### GIVEN DATA
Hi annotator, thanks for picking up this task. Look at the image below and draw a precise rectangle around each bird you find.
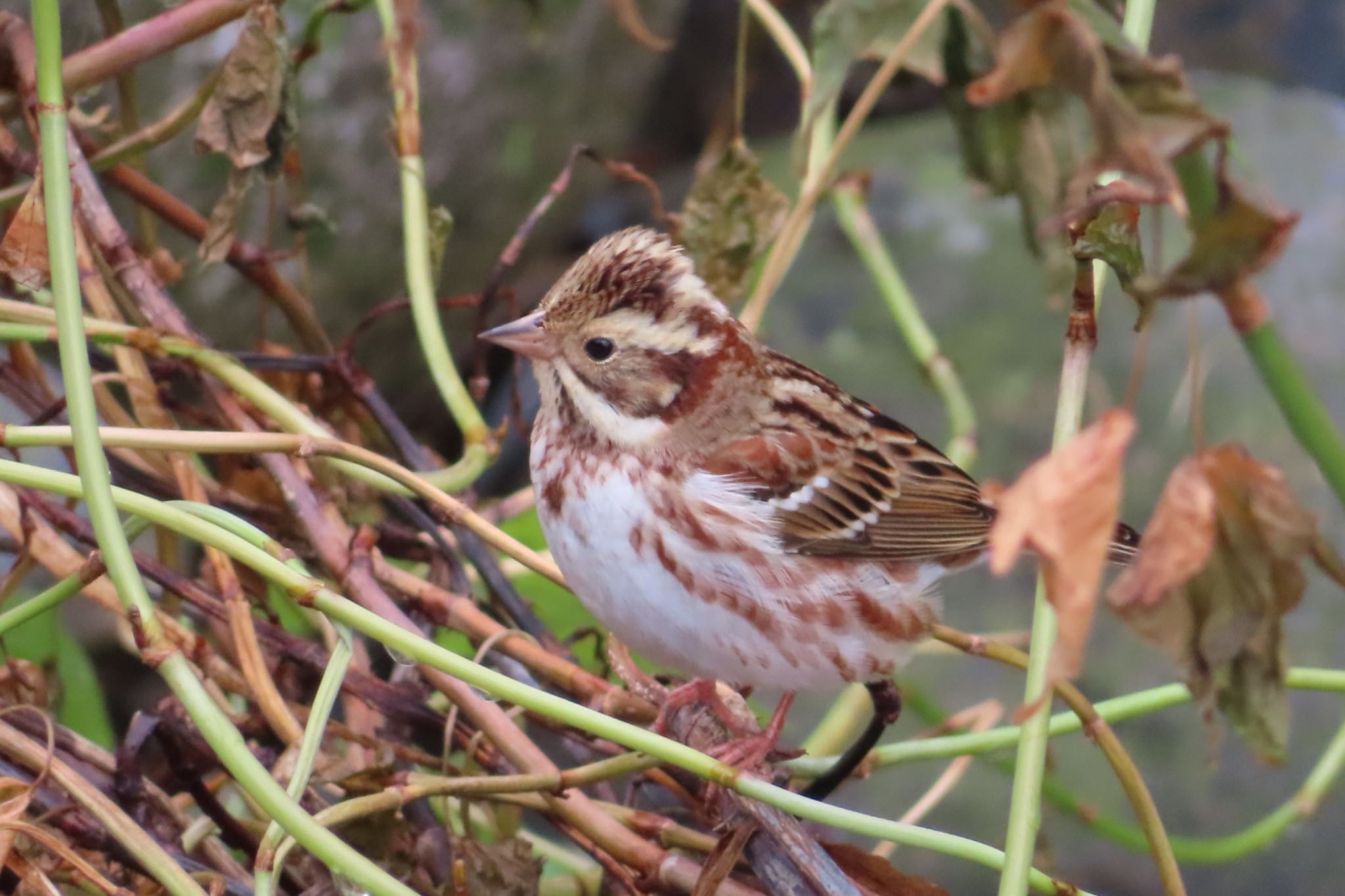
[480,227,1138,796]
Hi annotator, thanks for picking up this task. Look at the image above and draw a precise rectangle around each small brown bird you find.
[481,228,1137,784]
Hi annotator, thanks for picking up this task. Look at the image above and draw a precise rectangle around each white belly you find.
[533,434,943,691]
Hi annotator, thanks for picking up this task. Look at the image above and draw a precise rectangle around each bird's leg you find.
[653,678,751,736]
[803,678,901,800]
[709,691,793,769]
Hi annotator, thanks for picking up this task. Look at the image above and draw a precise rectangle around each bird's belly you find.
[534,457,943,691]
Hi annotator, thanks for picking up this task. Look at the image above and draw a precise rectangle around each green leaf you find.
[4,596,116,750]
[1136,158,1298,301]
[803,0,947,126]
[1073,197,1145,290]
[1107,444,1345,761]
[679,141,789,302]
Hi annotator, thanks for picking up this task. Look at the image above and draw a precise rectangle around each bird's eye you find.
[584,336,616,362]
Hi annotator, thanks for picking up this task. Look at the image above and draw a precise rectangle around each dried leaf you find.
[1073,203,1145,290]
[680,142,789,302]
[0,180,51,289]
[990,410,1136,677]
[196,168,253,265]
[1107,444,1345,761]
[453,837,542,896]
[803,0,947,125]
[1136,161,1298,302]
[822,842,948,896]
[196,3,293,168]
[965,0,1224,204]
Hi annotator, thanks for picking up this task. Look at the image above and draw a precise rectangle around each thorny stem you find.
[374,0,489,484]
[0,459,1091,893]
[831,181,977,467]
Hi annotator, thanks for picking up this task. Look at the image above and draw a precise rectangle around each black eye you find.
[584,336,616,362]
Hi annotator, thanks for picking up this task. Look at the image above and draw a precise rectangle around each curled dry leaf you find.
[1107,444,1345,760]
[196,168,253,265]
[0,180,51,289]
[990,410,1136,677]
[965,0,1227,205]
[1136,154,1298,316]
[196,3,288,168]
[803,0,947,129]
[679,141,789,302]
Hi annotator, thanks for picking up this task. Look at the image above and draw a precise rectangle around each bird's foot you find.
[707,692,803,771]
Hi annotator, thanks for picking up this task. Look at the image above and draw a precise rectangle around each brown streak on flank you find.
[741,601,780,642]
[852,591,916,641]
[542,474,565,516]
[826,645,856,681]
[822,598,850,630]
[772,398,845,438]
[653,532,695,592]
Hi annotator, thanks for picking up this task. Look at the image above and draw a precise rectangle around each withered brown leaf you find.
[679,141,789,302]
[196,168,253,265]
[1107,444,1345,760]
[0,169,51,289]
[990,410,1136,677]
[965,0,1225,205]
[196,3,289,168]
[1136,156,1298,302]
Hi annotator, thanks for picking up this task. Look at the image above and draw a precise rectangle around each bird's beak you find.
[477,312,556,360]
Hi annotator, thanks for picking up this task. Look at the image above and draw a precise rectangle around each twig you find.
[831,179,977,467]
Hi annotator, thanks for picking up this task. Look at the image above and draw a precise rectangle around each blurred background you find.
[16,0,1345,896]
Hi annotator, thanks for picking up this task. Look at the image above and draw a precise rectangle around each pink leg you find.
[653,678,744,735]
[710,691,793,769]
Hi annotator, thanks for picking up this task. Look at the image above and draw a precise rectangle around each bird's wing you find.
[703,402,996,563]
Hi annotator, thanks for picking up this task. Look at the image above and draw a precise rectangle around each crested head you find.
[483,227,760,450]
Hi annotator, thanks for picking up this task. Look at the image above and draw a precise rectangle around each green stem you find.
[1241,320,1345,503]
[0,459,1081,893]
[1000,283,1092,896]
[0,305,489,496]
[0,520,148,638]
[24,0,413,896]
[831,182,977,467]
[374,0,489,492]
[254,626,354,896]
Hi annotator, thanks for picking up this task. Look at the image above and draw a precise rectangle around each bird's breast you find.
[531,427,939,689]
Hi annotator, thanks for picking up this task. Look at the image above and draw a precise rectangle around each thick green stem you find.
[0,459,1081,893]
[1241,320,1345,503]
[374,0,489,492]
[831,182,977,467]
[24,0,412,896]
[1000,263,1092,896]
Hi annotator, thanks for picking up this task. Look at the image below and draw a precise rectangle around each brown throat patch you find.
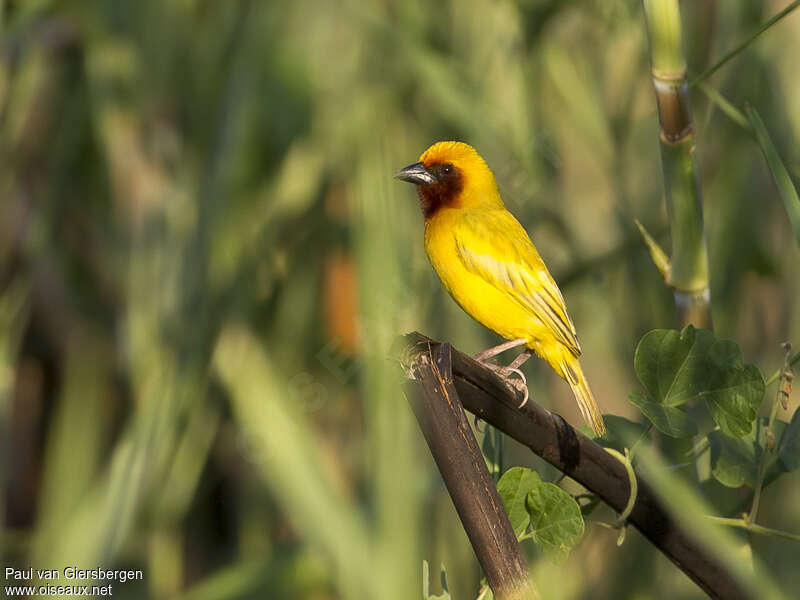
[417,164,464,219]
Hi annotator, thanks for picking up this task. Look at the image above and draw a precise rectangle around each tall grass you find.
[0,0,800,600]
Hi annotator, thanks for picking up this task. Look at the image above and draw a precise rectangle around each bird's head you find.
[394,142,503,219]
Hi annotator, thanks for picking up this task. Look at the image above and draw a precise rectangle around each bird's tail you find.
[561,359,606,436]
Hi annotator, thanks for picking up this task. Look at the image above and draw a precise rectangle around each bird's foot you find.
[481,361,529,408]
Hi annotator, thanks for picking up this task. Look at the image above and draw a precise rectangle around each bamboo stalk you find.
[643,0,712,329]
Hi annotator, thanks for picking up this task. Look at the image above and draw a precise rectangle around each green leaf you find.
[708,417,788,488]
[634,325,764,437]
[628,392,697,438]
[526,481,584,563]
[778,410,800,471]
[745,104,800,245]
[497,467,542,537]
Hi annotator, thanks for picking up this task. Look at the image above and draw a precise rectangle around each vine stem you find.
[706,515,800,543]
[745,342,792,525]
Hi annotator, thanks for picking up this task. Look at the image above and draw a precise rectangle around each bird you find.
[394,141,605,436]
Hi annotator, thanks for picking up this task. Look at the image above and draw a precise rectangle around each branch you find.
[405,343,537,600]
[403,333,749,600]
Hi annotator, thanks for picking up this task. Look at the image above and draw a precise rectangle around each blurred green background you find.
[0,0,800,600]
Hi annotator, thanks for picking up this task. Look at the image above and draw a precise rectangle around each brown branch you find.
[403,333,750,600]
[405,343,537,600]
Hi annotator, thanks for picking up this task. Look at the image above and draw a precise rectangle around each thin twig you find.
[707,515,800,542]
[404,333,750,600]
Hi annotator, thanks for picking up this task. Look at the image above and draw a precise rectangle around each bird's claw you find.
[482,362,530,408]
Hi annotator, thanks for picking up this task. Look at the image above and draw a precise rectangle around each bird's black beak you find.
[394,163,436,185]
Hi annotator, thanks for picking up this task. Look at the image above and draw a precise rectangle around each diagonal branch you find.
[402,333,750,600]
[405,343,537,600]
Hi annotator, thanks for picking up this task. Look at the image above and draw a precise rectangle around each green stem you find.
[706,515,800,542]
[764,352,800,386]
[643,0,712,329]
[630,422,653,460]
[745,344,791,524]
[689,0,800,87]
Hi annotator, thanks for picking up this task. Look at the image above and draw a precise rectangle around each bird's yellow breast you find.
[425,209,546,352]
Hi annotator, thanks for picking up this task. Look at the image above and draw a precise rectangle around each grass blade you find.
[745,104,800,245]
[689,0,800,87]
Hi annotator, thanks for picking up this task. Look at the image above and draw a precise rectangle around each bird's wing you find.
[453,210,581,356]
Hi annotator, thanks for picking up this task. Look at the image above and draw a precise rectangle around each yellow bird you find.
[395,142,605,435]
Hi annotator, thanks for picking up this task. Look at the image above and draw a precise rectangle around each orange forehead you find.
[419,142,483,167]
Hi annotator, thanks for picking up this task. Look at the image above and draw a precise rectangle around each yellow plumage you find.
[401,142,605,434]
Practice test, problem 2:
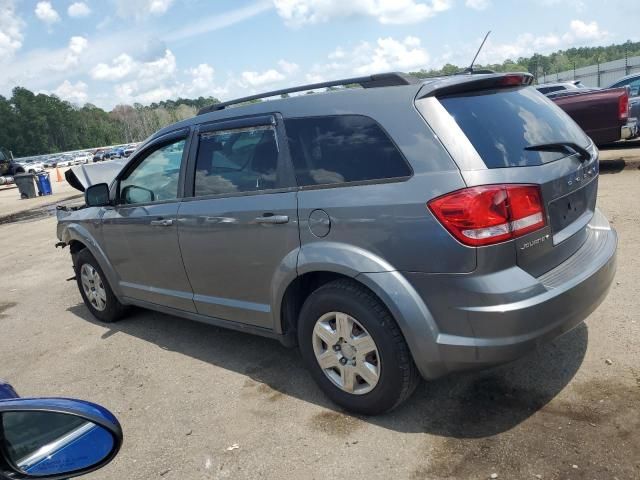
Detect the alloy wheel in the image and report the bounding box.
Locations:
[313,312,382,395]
######
### GIVEN DATA
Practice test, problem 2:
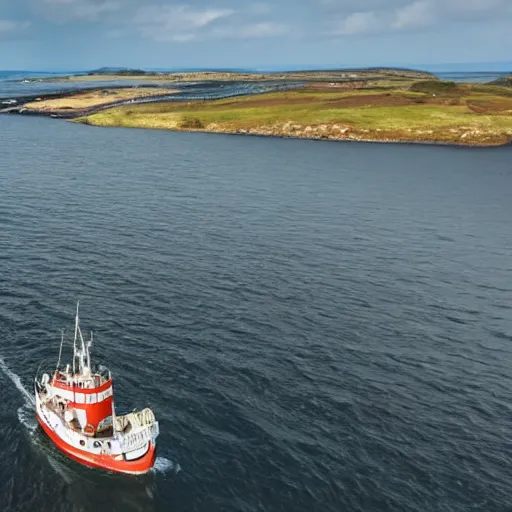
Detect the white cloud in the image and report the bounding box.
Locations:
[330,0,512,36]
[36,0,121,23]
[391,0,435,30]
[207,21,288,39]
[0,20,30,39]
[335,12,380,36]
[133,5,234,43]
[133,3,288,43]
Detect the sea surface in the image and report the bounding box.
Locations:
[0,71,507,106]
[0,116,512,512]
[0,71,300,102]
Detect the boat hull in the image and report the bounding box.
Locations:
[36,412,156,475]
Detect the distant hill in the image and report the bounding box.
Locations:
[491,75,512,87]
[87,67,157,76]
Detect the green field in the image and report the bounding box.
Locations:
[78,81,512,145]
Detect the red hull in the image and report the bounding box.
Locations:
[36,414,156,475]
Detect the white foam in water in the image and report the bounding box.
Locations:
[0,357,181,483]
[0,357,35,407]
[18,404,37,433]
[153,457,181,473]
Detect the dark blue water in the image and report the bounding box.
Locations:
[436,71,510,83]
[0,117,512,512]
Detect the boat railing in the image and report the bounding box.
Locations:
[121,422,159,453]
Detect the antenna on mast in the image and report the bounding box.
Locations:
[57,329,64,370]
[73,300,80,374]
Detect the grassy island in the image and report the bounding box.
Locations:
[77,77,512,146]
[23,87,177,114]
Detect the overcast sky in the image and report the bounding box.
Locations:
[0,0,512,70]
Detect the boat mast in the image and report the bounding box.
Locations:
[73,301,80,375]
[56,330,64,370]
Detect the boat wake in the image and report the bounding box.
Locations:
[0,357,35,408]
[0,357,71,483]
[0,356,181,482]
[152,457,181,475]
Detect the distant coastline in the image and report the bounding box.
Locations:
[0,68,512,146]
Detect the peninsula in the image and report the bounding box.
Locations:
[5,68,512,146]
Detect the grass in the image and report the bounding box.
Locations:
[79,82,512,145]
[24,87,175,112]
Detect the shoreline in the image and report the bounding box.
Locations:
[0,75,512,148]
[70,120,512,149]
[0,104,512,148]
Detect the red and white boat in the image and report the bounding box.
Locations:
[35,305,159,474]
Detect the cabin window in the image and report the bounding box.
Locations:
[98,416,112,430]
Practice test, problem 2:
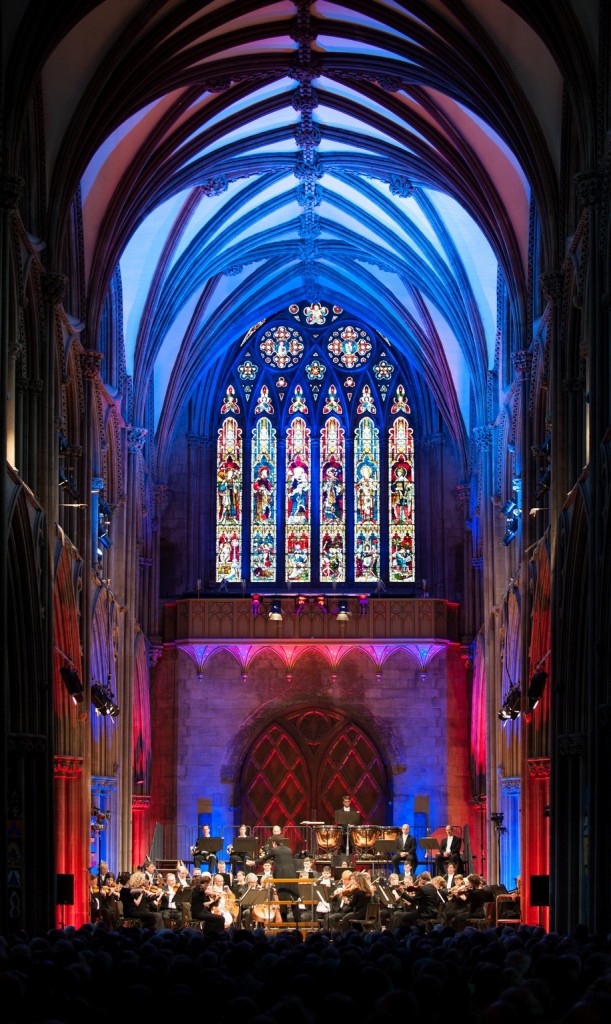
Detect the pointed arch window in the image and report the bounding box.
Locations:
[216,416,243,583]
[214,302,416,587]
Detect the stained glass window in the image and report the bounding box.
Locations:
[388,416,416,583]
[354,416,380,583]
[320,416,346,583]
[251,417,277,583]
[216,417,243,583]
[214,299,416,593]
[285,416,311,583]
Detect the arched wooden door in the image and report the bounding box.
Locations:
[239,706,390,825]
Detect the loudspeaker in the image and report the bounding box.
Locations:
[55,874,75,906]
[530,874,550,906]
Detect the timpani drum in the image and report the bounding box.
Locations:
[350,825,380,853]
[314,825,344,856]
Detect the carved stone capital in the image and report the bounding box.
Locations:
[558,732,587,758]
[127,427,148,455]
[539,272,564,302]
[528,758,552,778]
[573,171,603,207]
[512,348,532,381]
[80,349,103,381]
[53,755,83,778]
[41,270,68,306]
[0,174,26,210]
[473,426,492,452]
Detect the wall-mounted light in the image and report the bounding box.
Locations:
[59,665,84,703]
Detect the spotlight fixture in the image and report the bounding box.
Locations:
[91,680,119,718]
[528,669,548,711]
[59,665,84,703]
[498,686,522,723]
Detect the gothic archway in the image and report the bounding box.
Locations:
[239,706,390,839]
######
**INSTRUCTIONS FOR THE TASK:** Return every line of the records that contains the string "below". Case counts.

**CORRECT RESPONSE:**
Hi annotator, thanks for picking up this task. Look at the image below and draw a precise rectangle around each bird you find.
Hi annotator, thanks for picking up this task. Look at the image below and draw a precise rectangle around each brown throat patch you find.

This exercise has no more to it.